GIVEN TASK —
In the lines below, find the one that contains "[mark] the white tile" and write it out exactly, along with every line that follows it.

──────── DATA ROWS

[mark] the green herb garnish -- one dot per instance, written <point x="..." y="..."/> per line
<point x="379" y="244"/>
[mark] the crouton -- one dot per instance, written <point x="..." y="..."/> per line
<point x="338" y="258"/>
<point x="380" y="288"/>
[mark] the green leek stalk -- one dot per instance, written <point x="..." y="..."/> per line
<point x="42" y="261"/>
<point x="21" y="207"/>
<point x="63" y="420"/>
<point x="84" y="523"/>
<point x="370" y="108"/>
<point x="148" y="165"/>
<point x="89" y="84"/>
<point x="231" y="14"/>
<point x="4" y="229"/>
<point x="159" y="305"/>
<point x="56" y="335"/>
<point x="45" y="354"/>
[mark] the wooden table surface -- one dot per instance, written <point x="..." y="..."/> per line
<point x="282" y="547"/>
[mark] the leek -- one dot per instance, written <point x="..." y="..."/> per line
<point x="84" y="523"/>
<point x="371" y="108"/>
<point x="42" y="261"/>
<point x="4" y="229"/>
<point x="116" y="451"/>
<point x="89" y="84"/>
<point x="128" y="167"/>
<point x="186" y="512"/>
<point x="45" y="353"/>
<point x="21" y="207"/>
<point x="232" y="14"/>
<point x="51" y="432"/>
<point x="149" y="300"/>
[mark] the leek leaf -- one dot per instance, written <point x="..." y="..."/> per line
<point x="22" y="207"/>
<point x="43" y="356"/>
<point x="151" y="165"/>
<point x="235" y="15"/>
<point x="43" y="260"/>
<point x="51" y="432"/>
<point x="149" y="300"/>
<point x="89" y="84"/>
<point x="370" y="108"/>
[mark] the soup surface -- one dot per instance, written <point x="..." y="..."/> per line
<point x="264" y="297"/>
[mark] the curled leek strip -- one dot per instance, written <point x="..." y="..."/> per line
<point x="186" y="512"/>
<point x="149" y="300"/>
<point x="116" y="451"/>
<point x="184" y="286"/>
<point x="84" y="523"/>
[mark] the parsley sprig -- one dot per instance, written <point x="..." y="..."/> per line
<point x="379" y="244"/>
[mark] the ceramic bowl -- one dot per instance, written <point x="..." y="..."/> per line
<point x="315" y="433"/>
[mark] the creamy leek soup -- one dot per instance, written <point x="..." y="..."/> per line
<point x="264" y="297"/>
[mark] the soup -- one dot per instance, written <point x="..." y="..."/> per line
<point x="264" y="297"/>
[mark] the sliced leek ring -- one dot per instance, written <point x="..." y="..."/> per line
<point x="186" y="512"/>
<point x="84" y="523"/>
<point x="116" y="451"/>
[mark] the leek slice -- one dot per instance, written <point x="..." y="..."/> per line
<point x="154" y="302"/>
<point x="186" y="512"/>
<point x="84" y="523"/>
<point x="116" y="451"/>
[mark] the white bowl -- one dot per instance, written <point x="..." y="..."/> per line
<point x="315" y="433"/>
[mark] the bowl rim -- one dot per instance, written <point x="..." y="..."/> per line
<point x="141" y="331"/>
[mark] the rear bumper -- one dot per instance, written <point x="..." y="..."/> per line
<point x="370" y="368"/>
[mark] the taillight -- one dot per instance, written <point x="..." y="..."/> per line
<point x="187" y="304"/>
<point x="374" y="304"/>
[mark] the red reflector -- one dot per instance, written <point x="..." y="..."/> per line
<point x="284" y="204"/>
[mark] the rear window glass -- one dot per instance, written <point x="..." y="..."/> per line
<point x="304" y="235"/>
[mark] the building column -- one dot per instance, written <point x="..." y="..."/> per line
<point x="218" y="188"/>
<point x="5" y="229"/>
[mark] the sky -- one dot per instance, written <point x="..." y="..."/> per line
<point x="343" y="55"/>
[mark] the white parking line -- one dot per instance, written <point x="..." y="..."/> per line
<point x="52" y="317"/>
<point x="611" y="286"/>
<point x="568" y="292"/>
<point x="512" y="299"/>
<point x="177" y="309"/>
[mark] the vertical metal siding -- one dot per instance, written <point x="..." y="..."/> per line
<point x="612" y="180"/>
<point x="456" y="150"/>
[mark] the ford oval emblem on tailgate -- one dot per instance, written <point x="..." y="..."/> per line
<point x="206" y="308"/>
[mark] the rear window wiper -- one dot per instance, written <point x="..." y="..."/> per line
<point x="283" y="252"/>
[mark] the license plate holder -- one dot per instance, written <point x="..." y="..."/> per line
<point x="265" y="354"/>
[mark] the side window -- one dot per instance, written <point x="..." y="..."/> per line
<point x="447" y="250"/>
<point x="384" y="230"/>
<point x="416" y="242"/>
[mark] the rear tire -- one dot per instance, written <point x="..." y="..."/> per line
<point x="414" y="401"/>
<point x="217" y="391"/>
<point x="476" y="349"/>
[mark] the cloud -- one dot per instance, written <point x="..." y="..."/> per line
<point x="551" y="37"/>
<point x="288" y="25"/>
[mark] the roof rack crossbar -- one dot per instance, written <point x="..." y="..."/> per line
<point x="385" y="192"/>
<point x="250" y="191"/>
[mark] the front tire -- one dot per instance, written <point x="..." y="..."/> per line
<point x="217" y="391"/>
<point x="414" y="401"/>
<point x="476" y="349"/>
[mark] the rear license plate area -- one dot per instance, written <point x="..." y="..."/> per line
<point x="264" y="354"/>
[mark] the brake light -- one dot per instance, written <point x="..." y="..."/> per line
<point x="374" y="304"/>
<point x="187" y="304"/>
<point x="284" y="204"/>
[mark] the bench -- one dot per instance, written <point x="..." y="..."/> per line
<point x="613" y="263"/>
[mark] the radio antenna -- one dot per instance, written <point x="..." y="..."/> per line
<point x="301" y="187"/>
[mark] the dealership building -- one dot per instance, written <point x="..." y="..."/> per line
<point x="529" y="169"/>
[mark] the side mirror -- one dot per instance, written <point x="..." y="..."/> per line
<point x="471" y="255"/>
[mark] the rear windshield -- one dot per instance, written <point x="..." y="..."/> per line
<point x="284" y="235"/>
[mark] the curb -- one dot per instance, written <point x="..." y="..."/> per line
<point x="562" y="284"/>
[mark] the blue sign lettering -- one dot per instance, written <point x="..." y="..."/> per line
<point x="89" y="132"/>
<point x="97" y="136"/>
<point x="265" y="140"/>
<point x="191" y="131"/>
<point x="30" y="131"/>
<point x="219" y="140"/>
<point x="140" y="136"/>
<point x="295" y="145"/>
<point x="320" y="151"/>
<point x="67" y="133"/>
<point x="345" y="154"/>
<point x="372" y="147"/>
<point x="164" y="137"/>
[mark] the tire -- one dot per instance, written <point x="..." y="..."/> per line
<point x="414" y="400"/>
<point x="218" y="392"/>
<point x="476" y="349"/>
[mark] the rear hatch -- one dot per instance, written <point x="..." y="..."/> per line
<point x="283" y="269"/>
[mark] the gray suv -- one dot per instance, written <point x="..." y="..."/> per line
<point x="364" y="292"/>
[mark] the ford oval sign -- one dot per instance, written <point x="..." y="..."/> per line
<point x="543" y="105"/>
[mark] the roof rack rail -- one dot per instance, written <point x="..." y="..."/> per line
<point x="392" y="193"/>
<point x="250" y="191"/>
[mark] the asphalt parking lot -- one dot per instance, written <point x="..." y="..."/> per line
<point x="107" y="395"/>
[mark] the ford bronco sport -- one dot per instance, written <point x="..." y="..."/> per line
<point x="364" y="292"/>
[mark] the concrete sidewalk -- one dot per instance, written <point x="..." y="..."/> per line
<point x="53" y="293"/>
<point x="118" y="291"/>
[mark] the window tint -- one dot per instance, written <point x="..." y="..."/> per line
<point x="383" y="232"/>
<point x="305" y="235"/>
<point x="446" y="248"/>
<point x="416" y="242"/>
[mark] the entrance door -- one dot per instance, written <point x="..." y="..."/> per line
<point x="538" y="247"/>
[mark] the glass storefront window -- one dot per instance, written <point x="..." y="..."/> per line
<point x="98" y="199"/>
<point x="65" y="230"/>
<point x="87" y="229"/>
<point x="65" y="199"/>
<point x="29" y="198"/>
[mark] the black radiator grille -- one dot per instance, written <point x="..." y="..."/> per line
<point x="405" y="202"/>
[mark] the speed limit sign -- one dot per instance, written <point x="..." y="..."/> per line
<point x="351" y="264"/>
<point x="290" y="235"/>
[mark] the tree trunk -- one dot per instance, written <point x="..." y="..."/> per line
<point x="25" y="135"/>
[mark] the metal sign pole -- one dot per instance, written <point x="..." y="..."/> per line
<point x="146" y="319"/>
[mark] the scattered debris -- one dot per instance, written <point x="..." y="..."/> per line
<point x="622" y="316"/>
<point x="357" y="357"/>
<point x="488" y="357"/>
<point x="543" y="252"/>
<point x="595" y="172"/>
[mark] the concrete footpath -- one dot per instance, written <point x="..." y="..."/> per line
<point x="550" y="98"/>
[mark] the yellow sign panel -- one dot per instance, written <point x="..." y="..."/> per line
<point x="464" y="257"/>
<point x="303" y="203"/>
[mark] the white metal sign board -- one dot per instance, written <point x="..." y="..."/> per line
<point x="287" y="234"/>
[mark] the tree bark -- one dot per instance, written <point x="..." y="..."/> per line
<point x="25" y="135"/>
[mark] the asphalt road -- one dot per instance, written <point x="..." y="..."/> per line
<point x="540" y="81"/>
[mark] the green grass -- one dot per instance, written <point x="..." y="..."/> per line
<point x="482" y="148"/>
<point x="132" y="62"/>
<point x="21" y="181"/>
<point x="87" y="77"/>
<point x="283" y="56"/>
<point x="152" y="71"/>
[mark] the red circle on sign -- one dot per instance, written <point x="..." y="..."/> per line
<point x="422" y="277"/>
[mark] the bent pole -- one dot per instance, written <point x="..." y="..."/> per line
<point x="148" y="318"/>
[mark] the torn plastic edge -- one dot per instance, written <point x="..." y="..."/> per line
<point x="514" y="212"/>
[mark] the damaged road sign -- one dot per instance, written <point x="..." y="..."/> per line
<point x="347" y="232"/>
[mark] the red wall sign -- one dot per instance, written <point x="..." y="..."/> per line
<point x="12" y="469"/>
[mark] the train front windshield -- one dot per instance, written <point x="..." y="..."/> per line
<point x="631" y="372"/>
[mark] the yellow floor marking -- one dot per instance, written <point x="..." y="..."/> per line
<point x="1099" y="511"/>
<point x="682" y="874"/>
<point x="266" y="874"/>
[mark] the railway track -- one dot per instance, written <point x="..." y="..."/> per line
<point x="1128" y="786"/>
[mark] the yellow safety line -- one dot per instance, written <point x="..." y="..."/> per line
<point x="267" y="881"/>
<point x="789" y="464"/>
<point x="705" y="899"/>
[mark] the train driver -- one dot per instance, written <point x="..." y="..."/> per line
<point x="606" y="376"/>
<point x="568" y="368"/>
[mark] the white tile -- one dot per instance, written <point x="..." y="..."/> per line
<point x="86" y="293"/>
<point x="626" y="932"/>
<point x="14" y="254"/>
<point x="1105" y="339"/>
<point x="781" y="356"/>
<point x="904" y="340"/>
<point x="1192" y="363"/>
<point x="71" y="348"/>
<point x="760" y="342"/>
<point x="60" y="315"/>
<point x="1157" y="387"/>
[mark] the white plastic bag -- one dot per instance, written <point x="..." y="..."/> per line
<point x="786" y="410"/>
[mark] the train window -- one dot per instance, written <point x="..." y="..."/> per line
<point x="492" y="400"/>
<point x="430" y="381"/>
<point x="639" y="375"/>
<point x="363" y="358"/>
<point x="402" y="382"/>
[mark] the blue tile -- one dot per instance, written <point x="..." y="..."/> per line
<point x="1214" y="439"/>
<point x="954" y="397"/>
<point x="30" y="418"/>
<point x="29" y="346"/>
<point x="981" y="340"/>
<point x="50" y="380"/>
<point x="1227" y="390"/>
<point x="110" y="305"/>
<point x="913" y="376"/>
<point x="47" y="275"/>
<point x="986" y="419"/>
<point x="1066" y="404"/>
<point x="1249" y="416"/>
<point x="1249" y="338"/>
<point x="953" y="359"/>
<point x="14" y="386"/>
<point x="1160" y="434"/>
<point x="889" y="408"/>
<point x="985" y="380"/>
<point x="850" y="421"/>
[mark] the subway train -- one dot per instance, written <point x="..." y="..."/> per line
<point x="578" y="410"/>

────────────────

ANSWER TO THIS PROBLEM —
[mark] the white tile -- one dot per instance, written <point x="..." y="..."/> per line
<point x="86" y="293"/>
<point x="626" y="932"/>
<point x="14" y="254"/>
<point x="1105" y="339"/>
<point x="781" y="356"/>
<point x="904" y="340"/>
<point x="1192" y="363"/>
<point x="71" y="348"/>
<point x="760" y="342"/>
<point x="60" y="315"/>
<point x="1157" y="387"/>
[mark] the white plastic bag -- one dot per instance, written <point x="..." y="..."/> per line
<point x="786" y="410"/>
[mark] the train window -- one dot per instance, written <point x="..." y="..."/> per line
<point x="492" y="400"/>
<point x="430" y="381"/>
<point x="639" y="375"/>
<point x="363" y="358"/>
<point x="402" y="382"/>
[mark] the blue tile -- one dot per instance, written <point x="..." y="..."/> per line
<point x="1214" y="439"/>
<point x="954" y="397"/>
<point x="30" y="418"/>
<point x="29" y="346"/>
<point x="981" y="340"/>
<point x="50" y="380"/>
<point x="1227" y="390"/>
<point x="110" y="305"/>
<point x="913" y="376"/>
<point x="47" y="275"/>
<point x="986" y="419"/>
<point x="1066" y="404"/>
<point x="1249" y="416"/>
<point x="1249" y="338"/>
<point x="953" y="359"/>
<point x="14" y="386"/>
<point x="1160" y="434"/>
<point x="889" y="408"/>
<point x="985" y="380"/>
<point x="850" y="421"/>
[mark] the subway train -- one dot per instance, written <point x="..." y="..."/> per line
<point x="578" y="410"/>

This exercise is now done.